- **TEXT BLOCK**
○ ○ ○ ○ ○

This work was done in anticipation of my work in the graduate course Developing Multimedia Materials at the George Washington University.
Design-based research: designing a multimedia environment to support language learning
Hung, H.-T. (2011). Design-based research: designing a multimedia environment to support language learning. Innovations in Education and Teaching International, 48(2), 159-169.
Design based research is intended to be dynamically responsive to a learners’ needs in the given learning environment through iterative design, implementation, and assessment of theoretical research.
Using the term “multimedia” to refer to the range of available content, storage, programs and devices, Hung (2011), a researcher in English language learning, explored a multimedia language learning experience using video recordings to reflect on learners’ own oral presentations to assess their personal skills. In addition, the author sought to implement and analyse multimedia design principles proposed by Moreno (2006) and Chapelle (2005).

○ ○ ○ ○ ○

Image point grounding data
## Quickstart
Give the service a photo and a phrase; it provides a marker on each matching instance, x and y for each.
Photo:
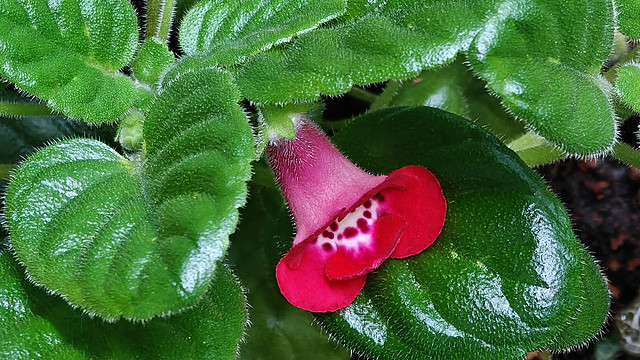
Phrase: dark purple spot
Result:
(350, 232)
(327, 234)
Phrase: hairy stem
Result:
(9, 108)
(363, 95)
(5, 170)
(159, 18)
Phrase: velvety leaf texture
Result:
(36, 325)
(69, 53)
(628, 85)
(628, 14)
(278, 330)
(143, 237)
(521, 48)
(21, 136)
(230, 31)
(152, 61)
(453, 88)
(505, 277)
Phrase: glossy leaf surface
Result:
(36, 325)
(520, 48)
(278, 330)
(231, 31)
(628, 14)
(69, 53)
(505, 277)
(138, 238)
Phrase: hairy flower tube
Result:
(348, 222)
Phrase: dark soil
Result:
(603, 199)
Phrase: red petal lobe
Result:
(417, 197)
(353, 262)
(307, 287)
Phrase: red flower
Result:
(348, 221)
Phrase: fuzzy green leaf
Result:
(278, 330)
(36, 325)
(231, 31)
(628, 85)
(143, 237)
(521, 49)
(505, 277)
(628, 15)
(453, 88)
(152, 61)
(69, 53)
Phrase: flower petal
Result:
(376, 246)
(415, 195)
(303, 283)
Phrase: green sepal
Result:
(153, 59)
(231, 31)
(138, 238)
(278, 121)
(505, 277)
(278, 330)
(628, 13)
(34, 325)
(628, 85)
(535, 151)
(130, 131)
(69, 53)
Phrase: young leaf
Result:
(628, 14)
(522, 50)
(138, 238)
(531, 63)
(231, 31)
(453, 88)
(69, 53)
(278, 330)
(36, 325)
(505, 277)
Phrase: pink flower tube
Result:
(347, 221)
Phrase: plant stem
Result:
(9, 108)
(159, 18)
(363, 95)
(387, 95)
(5, 170)
(627, 154)
(612, 73)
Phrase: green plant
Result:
(142, 232)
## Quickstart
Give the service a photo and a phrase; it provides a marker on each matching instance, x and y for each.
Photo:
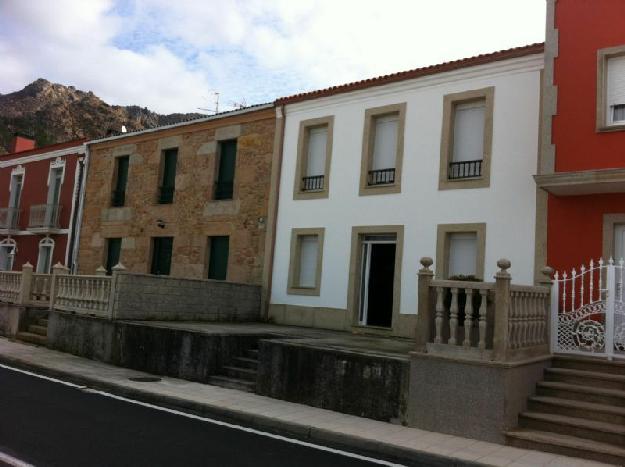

○ ○ ○ ○ ○

- **REQUIRED ACTION**
Repeat word for word the passage of the design-based research text that opens with "Using the term" and closes with "and Chapelle (2005).".

- **OUTPUT BELOW**
Using the term “multimedia” to refer to the range of available content, storage, programs and devices, Hung (2011), a researcher in English language learning, explored a multimedia language learning experience using video recordings to reflect on learners’ own oral presentations to assess their personal skills. In addition, the author sought to implement and analyse multimedia design principles proposed by Moreno (2006) and Chapelle (2005).